_MATERIAL SUPPLIED_:
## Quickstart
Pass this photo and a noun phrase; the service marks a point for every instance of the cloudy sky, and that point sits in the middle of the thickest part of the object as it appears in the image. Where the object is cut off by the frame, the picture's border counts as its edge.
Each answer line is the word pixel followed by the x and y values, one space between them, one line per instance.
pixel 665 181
==
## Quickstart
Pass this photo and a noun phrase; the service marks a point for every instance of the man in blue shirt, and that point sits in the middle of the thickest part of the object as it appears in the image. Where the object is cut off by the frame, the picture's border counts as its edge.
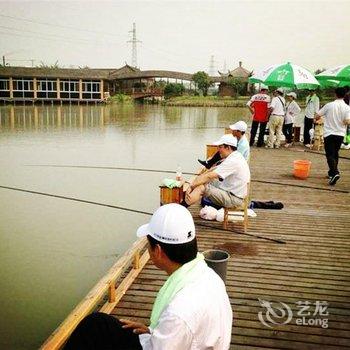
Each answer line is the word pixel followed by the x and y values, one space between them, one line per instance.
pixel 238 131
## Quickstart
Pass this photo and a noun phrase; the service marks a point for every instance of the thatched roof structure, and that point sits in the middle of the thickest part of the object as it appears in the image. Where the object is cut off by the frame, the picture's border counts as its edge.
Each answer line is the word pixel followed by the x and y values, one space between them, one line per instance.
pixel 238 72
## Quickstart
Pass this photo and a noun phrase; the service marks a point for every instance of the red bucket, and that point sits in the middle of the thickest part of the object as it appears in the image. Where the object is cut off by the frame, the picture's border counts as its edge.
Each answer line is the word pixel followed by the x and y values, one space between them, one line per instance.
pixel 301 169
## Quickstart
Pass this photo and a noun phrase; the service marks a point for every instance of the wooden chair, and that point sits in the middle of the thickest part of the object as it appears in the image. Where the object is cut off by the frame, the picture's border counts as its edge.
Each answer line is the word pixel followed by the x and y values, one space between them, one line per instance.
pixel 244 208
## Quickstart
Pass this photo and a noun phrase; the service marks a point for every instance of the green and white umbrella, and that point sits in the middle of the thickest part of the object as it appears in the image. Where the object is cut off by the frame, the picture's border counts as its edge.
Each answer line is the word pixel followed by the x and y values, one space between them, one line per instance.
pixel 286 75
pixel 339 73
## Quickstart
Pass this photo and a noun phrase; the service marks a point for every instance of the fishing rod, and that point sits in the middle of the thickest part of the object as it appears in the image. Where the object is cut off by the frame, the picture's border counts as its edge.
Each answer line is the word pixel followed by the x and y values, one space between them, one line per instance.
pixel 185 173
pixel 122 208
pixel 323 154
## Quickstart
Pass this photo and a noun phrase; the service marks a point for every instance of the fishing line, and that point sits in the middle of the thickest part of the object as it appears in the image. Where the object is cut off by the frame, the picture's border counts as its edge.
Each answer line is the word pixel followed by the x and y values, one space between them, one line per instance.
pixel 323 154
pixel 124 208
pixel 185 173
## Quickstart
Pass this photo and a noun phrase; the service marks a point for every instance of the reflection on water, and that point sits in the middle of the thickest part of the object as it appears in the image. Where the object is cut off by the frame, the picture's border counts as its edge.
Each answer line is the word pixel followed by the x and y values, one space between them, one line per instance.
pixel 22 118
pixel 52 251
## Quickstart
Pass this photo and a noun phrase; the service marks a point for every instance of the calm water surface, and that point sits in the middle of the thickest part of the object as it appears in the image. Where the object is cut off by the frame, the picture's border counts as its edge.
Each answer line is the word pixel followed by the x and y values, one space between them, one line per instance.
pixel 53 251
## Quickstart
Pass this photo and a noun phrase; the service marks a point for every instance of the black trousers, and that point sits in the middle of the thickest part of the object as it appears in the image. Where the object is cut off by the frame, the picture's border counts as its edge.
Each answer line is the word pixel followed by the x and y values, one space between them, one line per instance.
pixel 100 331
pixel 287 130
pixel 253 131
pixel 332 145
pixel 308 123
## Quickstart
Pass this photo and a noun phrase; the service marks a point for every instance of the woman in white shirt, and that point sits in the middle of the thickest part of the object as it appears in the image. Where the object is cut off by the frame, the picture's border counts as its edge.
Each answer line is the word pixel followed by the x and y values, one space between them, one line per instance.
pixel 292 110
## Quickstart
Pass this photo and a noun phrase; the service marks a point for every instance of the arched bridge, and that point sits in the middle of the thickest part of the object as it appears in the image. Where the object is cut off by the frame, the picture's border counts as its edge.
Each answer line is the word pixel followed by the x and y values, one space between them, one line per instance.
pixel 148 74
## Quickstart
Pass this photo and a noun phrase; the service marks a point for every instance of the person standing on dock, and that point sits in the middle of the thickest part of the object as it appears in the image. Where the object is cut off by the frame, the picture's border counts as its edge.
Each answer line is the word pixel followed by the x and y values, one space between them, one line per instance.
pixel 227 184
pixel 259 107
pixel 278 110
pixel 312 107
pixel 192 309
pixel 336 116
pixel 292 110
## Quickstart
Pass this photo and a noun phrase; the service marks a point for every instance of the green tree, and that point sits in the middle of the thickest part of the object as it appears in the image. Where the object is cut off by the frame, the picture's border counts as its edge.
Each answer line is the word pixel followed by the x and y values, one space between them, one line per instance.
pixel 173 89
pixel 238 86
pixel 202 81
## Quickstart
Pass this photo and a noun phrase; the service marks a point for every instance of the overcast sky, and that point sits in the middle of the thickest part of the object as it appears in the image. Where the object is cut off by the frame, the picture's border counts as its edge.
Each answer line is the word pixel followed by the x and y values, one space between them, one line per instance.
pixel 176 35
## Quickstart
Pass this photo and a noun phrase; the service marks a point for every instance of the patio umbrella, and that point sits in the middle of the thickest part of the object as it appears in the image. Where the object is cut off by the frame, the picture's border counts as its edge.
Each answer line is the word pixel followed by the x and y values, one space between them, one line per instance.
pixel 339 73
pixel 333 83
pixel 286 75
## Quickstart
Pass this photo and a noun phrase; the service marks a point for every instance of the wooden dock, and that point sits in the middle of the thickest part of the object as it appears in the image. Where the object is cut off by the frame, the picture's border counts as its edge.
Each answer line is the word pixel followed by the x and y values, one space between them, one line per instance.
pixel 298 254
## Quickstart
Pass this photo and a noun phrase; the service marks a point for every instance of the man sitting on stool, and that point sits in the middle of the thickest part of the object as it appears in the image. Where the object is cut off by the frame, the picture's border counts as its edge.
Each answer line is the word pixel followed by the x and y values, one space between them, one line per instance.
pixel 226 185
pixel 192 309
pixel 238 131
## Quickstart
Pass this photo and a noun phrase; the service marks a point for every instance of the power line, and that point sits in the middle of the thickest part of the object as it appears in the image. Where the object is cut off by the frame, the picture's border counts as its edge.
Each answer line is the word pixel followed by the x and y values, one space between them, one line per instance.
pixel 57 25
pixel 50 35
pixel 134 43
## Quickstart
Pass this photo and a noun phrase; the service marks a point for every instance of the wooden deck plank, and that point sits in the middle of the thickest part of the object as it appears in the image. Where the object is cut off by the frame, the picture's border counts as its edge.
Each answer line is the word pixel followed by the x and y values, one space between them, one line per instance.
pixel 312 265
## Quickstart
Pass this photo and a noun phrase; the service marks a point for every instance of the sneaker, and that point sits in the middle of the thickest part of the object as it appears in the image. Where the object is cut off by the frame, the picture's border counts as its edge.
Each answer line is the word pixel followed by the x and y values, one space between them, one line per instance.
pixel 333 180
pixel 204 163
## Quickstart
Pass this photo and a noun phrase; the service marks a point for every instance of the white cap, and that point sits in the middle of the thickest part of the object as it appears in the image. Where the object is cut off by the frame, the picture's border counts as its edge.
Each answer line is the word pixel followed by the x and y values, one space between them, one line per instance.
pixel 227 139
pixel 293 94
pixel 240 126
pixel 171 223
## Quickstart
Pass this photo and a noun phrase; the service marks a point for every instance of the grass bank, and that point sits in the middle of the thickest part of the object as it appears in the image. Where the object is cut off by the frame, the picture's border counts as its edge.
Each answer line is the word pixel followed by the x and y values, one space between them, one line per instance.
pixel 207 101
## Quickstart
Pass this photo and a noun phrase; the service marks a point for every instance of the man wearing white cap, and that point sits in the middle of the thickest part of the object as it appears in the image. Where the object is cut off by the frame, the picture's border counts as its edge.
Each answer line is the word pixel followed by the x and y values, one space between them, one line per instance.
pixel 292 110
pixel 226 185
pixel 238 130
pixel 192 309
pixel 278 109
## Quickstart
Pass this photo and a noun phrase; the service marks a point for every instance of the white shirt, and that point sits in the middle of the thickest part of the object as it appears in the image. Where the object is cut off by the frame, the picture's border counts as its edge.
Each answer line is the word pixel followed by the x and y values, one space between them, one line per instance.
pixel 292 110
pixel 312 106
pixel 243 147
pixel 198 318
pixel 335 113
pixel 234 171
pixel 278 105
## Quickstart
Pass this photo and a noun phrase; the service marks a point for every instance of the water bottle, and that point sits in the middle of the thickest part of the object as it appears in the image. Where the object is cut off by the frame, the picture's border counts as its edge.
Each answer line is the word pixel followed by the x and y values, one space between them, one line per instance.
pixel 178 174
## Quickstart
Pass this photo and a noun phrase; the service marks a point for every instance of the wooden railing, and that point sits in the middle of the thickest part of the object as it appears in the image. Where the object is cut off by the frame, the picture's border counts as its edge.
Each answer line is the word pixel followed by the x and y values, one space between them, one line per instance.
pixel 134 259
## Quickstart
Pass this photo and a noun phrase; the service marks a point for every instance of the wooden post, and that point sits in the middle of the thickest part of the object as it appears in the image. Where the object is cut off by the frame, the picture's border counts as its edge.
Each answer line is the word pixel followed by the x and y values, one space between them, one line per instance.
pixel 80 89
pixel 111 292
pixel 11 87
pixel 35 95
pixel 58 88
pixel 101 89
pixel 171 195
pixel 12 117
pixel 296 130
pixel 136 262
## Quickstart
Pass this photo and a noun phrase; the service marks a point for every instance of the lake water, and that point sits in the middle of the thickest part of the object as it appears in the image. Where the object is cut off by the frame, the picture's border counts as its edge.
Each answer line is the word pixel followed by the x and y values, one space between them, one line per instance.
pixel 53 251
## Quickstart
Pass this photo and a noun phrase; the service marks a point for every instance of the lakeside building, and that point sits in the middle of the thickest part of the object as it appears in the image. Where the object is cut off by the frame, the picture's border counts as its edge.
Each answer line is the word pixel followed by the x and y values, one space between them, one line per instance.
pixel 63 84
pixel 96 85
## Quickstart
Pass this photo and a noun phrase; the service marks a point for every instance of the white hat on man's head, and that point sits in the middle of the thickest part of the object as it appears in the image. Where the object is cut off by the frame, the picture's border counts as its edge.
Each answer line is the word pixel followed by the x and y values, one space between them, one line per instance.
---
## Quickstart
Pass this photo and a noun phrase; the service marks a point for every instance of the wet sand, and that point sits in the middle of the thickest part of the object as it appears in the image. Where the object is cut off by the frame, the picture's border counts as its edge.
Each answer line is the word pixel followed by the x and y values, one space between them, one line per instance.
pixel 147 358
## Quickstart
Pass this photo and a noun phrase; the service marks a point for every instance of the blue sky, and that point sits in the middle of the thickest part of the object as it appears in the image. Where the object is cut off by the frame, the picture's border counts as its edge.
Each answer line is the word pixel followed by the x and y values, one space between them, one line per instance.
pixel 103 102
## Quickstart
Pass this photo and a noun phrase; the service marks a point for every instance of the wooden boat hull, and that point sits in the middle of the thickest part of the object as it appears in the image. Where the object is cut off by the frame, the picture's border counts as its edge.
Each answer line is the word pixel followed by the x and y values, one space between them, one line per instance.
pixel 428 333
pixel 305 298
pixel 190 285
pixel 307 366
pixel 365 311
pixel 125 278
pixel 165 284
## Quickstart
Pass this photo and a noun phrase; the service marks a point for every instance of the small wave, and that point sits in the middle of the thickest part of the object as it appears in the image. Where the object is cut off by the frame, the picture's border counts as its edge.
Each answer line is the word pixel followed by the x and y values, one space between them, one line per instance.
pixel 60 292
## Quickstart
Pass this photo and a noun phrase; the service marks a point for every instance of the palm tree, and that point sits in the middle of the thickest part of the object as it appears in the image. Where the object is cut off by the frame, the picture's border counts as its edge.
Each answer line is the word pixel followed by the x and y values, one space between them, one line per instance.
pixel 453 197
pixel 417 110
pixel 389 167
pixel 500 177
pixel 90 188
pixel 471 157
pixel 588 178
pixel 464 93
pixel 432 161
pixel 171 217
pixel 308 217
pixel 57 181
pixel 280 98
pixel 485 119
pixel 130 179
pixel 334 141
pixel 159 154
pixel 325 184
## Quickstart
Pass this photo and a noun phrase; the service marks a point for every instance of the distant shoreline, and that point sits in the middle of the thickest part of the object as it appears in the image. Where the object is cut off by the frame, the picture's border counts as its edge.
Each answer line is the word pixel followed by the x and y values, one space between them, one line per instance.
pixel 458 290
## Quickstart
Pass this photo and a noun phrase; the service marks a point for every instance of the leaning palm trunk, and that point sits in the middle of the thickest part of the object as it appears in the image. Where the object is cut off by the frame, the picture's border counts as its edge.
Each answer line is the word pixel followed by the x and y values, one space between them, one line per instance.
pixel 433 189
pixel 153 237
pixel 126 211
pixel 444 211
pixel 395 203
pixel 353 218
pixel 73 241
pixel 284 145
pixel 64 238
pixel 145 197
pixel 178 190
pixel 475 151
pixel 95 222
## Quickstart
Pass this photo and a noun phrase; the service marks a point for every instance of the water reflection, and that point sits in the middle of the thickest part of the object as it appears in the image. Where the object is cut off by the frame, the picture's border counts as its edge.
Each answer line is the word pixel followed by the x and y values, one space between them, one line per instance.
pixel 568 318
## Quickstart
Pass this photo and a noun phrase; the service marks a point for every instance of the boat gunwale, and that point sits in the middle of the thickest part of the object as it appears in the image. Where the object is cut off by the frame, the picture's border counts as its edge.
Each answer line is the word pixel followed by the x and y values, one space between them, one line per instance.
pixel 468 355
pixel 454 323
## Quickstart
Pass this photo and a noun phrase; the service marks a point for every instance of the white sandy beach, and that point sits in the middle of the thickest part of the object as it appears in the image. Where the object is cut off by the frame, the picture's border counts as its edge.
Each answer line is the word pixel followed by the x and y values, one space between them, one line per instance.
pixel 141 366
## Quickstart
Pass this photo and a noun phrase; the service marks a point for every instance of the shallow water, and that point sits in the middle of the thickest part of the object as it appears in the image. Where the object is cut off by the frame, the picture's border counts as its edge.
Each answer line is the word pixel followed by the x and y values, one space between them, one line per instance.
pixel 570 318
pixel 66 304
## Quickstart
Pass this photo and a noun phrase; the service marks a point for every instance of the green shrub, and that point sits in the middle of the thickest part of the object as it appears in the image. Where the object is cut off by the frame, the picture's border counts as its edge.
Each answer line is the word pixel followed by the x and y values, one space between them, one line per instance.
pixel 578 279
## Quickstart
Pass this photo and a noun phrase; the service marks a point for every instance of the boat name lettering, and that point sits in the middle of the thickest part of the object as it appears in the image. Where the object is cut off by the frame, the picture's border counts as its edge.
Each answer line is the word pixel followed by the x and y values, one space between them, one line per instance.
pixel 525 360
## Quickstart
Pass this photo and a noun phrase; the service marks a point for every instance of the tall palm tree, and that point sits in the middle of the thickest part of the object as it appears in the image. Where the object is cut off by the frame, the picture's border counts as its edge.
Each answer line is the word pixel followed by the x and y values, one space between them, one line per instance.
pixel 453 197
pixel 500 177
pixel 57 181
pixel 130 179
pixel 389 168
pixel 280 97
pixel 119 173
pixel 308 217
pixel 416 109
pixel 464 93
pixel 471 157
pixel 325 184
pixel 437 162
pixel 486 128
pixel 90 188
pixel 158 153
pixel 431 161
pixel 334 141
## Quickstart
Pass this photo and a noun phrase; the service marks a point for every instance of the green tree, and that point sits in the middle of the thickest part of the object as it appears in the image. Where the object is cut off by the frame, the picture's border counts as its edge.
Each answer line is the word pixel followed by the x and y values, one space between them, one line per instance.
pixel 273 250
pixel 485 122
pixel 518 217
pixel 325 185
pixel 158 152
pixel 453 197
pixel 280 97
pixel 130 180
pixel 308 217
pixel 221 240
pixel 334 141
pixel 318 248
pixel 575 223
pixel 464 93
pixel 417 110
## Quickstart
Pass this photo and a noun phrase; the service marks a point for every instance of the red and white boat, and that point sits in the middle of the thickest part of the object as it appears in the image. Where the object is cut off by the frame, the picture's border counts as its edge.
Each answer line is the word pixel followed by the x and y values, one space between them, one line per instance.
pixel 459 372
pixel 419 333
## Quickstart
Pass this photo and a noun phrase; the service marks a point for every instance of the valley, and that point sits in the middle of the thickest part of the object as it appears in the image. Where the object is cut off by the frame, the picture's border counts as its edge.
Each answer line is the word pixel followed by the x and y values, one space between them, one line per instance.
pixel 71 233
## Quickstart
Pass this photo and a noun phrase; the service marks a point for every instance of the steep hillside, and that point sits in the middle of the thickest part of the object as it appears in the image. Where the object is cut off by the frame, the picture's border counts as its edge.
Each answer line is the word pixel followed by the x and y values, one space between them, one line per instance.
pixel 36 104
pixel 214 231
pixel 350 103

_WORK REQUIRED_:
Please copy all lines of the listing in which the string "wooden" occurs.

_SOLUTION_:
Pass this photo and a noun phrase; the service marks a point for every instance of the wooden chair, and that point sits in the middle of the thickest part of the object as it appears in the image. Where the object is cut off by the frame, the picture's border counts as its edge.
Pass this photo and a noun phrase; the service marks a point for every instance of the wooden dock, and that point sits in the middle of the thickest part of the object as it appears in the image. Where the object is cut off by the frame, the picture's border counts as its edge.
Pass this photo and a noun phrase; the service marks a point for every instance of the wooden deck plank, and that point sits in the middle of the thickest part of the object as it appears in the image. Where the object is cut off by the frame, the picture's border counts as its edge.
Pass this photo and a noun phrase; the service marks a point for every instance of the wooden railing, and that point sits in the middle of the thickest part of the object as it appears in the image. Where the object is cut off by the frame, the picture's border counts as its edge.
Pass this photo and a noun phrase; the service marks a point for every instance of the wooden post, and that point sits in the middle of the thickest part of the object as it appears in the image. Where the object is cut off by the frame, the picture's border counts as its edge.
Pass this photo and a noun phrase; the service marks a point for every instance of the wooden boat hull, and that point sits in the middle of the thickest part of the object as it appears in the image. Where the object is cut off by the frame, the picture's border counts as its edge.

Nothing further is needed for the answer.